> _Parts of the exercise_:
1/ In the post about Christian subculture, for how many days did Walter Kirn immerse himself in the evangelical world?
2/ In the post about Christian subculture, reproduce the passage from "I received an" to "the Christian subculture.", substituting "coffee" for "beer".
3/ Condense the paragraph of the post about Christian subculture that begins "Kirn has coined a clever phrase" into a short bulleted list that keeps its main facts.

> _Document section_:
** START **
Written by Bob Thune
I thought the Christian subculture was bad from the inside… but when an outsider hates all the same things I do, what does that mean? How did we get so shallow?
I received an email today that contained a feature article from the September 2002 issue of GQ. I’ve been the victim of enough email hoaxes and urban legends to be pretty wary of this stuff. But I checked it out, and I think this one’s legit. The author is indeed a freelance writer who writes for GQ. I even found the whole article posted on a website (see link below). Reading it made me want to laugh, cry, and pull out my hair. Actually, it made me want to sit down with Walter Kirn (the author) and have a beer. He seems like one of those types that could be close to the kingdom of God… if it wasn’t for the Christian subculture.
His experiment was to immerse himself for 7 days into the evangelical world: Christian music, Christian TV, Christian books, Christian nutrition programs, Christian prayer guides. His assessment is insightful – or maybe I should say incisive. He has cut to the heart of what makes thinking, worshipping, historically-informed Christians want to puke their guts out.
Kirn has coined a clever phrase to describe Christian pop culture: “A self-contained parallel universe.” He calls it “the Ark” – as in Noah’s ark. The culture has gone to hell in a hand-basket, so the Christians have jumped ship into the safe haven of their own sanctified subculture. “If a person is going to waste his life cranking the stereo, clicking the remote, reading paperback pulp and chasing diet fads, he may as well save his soul while he's at it. Holy living no longer requires self-denial.” To Kirn, as to me, something about this seems cheap.
Am I the only Christian who hates the Left Behind series? Thank God for pagans who say it like it is. “What I don't understand about these Left Behind books is how there can be so f--ing many of them, given that their subject is Armageddon. How long can a writer drag out the Second Coming? Even a trilogy would be a stretch, but ten novels going on eleven, all huge sellers, with no final volume in sight? I smell a con.”
If you’re nodding your head so far, you’re probably one of the few who, like me, wonders how we ever got here. I think this nonbeliever has nailed the core issue. “The problem is lack of faith. Ark culture is a bad Xerox of the mainstream, not a truly distinctive or separate achievement. Without the courage to lead, it numbly follows, picking up the major media's scraps and gluing them back together with a cross on top.”
** END **
> _Material_:
** START **
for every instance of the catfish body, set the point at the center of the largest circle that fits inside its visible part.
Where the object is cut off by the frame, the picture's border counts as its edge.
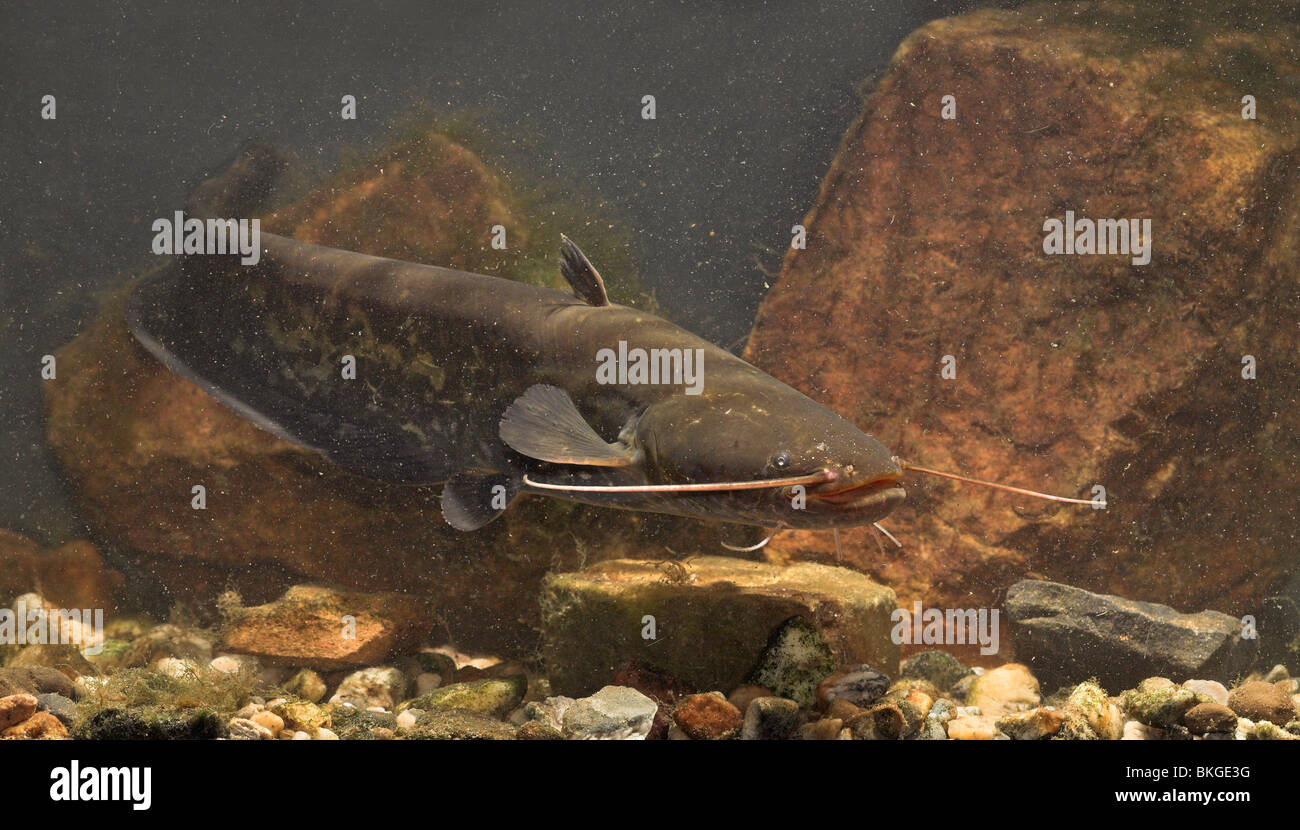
(425, 375)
** END **
> _Results_:
1/ Seven days.

2/
I received an email today that contained a feature article from the September 2002 issue of GQ. I’ve been the victim of enough email hoaxes and urban legends to be pretty wary of this stuff. But I checked it out, and I think this one’s legit. The author is indeed a freelance writer who writes for GQ. I even found the whole article posted on a website (see link below). Reading it made me want to laugh, cry, and pull out my hair. Actually, it made me want to sit down with Walter Kirn (the author) and have a coffee. He seems like one of those types that could be close to the kingdom of God… if it wasn’t for the Christian subculture.

3/
- Kirn describes Christian pop culture as "a self-contained parallel universe" and calls it "the Ark," after Noah's ark.
- In this view, Christians have left a declining culture for the safe haven of their own sanctified subculture.
- A person can waste his life on the stereo, the remote, paperback pulp and diet fads while still saving his soul, so holy living no longer requires self-denial.
- Both Kirn and the writer find something cheap about this.